| Short task |
Please pull out the rows below verbatim, starting with the very first row and stopping after the row that contains "187L173 184L170 180L156".
########################################
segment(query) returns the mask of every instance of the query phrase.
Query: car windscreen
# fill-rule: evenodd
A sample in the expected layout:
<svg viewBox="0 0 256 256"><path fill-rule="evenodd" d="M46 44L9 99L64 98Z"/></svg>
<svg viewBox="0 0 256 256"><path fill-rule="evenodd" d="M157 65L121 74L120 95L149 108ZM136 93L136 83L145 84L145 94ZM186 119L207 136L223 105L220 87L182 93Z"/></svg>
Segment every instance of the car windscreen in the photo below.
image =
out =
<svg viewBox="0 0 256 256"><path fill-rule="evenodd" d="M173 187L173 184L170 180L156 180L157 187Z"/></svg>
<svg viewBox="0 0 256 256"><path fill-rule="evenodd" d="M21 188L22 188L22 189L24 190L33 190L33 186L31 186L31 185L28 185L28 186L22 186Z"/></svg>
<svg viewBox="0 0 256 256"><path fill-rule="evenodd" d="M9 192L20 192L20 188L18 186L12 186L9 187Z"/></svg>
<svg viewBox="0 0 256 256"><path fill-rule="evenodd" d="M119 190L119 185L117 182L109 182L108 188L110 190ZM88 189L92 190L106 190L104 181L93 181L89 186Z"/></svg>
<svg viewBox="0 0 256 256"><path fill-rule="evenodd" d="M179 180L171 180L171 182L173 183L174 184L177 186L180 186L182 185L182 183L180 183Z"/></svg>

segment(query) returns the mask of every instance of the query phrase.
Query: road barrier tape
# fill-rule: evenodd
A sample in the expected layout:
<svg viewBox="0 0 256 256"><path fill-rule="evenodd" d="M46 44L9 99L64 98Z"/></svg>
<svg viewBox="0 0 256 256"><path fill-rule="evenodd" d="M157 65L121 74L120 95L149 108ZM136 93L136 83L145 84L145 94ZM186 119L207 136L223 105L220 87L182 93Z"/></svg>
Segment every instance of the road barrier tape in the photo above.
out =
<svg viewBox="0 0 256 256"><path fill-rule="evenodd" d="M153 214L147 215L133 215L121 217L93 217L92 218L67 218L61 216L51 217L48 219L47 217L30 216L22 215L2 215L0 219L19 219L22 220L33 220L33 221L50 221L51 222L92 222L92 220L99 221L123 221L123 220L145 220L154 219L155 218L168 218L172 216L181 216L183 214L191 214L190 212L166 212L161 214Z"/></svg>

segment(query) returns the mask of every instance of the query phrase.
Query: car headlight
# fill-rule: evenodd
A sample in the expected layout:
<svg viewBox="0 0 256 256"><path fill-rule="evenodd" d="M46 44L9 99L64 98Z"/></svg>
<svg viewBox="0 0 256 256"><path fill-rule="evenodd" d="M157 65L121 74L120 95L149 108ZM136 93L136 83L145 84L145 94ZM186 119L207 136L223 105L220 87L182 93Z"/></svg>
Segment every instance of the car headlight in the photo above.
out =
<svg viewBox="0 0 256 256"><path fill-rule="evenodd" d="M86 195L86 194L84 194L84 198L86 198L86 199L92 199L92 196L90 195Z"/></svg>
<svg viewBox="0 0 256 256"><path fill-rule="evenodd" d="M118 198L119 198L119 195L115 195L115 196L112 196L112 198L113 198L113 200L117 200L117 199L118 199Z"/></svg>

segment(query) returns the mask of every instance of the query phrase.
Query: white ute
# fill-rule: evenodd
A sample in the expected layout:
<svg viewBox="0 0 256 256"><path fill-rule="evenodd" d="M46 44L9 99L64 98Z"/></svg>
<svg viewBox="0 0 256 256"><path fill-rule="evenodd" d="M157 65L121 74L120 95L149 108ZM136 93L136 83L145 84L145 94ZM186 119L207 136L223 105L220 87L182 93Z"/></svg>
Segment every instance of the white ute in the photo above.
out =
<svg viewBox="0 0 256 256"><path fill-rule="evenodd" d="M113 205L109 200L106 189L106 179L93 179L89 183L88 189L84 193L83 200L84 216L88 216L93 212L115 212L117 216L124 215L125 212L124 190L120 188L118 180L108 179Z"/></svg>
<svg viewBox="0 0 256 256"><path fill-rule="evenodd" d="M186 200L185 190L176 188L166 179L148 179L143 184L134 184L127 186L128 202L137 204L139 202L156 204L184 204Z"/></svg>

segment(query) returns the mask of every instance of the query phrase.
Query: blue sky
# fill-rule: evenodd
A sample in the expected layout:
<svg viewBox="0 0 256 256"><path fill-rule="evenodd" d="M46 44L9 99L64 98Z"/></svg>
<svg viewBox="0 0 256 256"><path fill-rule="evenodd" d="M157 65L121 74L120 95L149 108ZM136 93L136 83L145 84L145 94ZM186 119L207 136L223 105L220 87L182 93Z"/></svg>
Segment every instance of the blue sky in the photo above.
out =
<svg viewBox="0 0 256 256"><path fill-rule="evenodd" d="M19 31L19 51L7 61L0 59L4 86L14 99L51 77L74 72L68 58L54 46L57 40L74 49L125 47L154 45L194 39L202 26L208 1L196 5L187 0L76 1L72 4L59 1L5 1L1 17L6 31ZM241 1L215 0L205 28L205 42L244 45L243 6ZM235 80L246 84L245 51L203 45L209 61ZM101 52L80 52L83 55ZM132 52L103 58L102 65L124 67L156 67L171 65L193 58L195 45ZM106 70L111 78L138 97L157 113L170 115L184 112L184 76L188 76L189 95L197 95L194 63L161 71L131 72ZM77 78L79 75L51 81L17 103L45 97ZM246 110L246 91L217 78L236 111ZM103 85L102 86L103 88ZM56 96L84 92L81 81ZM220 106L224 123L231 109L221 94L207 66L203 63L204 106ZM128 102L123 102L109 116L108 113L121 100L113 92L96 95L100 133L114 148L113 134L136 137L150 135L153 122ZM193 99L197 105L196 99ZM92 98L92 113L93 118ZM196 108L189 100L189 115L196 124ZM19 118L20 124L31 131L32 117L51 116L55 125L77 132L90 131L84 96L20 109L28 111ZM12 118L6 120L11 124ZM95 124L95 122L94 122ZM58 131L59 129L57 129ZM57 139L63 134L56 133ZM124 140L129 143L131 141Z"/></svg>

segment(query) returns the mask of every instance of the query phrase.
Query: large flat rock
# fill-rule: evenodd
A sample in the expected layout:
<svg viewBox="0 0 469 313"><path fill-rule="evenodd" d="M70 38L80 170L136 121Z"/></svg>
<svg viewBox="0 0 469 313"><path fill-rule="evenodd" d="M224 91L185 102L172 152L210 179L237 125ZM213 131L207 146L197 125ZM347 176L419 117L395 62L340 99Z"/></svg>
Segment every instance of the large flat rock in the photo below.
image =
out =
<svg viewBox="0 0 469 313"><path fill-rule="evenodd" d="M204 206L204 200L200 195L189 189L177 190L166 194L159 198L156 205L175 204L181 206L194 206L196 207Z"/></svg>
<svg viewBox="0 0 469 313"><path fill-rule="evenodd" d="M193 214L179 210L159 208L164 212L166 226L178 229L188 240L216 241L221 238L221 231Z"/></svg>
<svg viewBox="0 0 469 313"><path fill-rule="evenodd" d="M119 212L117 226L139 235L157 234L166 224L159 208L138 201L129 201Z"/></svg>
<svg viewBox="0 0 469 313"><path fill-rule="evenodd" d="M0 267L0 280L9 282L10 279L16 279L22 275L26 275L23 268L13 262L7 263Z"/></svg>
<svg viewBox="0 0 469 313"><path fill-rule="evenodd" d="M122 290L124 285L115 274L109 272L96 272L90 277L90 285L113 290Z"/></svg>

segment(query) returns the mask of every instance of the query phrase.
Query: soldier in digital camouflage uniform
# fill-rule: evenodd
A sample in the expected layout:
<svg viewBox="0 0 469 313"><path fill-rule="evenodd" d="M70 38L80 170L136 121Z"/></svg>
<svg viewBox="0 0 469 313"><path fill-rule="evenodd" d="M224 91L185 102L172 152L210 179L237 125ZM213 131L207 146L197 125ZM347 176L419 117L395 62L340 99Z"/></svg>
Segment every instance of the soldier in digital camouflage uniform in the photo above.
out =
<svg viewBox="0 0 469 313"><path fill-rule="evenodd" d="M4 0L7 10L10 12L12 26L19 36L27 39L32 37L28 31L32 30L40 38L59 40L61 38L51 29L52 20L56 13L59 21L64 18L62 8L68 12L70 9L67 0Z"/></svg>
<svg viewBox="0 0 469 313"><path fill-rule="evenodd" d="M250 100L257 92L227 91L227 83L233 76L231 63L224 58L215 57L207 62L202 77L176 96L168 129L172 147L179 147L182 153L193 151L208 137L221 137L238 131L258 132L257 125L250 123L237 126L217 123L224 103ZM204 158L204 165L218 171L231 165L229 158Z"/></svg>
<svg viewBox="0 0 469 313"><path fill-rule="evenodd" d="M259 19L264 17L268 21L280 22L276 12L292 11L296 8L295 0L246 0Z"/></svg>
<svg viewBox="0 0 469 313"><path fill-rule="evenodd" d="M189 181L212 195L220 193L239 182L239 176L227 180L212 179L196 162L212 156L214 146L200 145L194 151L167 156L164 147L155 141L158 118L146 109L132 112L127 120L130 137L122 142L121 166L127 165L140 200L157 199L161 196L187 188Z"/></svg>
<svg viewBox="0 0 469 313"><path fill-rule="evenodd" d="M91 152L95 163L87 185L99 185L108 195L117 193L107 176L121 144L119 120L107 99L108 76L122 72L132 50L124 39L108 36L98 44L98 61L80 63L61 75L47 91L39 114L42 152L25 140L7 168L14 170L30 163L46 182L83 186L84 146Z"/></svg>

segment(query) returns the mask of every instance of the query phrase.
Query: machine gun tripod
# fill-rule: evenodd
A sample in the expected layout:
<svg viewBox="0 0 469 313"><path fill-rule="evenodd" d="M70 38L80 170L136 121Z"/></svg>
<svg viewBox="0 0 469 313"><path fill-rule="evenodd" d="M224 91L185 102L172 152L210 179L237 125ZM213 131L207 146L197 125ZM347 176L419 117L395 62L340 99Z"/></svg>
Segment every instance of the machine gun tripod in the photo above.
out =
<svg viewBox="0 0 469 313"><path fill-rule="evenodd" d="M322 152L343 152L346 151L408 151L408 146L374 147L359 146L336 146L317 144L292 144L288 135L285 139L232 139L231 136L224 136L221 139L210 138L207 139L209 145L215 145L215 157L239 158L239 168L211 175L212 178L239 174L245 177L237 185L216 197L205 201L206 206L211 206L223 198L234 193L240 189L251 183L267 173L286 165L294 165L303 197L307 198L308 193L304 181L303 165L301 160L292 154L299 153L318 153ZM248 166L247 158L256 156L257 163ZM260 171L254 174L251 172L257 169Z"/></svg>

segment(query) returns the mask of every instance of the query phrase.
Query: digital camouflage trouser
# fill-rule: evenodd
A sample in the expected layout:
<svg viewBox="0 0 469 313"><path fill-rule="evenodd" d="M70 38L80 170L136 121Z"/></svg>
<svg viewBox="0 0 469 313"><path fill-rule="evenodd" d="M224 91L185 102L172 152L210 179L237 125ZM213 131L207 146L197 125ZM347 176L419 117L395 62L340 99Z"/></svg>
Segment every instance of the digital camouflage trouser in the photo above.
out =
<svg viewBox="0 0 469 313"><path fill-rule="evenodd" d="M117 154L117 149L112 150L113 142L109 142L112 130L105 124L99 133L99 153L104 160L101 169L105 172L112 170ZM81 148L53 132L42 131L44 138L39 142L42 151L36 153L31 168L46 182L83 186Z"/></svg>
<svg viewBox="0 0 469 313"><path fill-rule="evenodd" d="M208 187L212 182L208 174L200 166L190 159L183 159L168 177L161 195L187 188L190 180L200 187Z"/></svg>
########################################
| Exercise result |
segment(query) returns the mask of every instance of the query phrase.
Query: car windscreen
# fill-rule: evenodd
A sample in the expected layout:
<svg viewBox="0 0 256 256"><path fill-rule="evenodd" d="M46 44L9 99L64 98Z"/></svg>
<svg viewBox="0 0 256 256"><path fill-rule="evenodd" d="M157 65L121 74L120 95L149 108ZM136 93L136 83L145 84L145 94ZM186 119L207 136L223 105L220 87L182 93Z"/></svg>
Segment every instance of the car windscreen in the photo below.
image =
out =
<svg viewBox="0 0 256 256"><path fill-rule="evenodd" d="M173 187L173 184L170 180L156 180L157 187Z"/></svg>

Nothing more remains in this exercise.